[Data extracted from a collection]
-- START --
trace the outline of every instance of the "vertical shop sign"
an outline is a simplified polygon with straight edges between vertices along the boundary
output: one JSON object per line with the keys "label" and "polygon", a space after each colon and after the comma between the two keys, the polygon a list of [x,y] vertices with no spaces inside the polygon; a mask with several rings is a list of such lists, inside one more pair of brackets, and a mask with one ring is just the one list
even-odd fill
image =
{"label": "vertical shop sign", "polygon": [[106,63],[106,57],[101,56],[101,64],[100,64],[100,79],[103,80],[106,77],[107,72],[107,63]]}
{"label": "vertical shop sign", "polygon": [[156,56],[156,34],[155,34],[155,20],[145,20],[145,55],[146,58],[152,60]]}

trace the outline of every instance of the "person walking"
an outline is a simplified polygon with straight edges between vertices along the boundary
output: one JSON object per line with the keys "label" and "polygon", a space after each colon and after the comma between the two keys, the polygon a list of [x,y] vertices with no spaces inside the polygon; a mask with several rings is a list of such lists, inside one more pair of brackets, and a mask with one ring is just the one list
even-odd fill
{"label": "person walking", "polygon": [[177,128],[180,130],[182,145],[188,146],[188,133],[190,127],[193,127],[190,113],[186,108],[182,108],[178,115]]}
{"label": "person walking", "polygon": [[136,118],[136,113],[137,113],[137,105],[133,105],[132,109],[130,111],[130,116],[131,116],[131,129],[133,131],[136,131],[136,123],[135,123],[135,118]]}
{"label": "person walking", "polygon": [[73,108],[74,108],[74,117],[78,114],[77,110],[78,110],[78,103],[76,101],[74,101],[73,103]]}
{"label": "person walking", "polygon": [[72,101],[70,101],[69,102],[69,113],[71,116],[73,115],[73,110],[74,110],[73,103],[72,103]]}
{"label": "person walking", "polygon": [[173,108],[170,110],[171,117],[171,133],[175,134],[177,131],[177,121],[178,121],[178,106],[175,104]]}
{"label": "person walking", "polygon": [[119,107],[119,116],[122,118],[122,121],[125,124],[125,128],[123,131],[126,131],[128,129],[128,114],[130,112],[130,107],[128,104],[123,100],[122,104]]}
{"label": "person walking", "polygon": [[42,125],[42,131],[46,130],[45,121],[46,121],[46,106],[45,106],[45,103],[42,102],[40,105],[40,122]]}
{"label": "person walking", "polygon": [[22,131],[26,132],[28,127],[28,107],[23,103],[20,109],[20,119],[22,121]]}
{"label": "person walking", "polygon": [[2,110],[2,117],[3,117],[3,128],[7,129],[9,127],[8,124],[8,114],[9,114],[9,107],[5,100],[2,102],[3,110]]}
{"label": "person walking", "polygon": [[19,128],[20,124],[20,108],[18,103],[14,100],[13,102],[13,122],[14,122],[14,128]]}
-- END --
• [TO DO] Tally the lines of the entries above that contain the string "shop", counting a match only when its case is the same. Reply with the number alone.

• [RESPONSE TO THE TASK] 3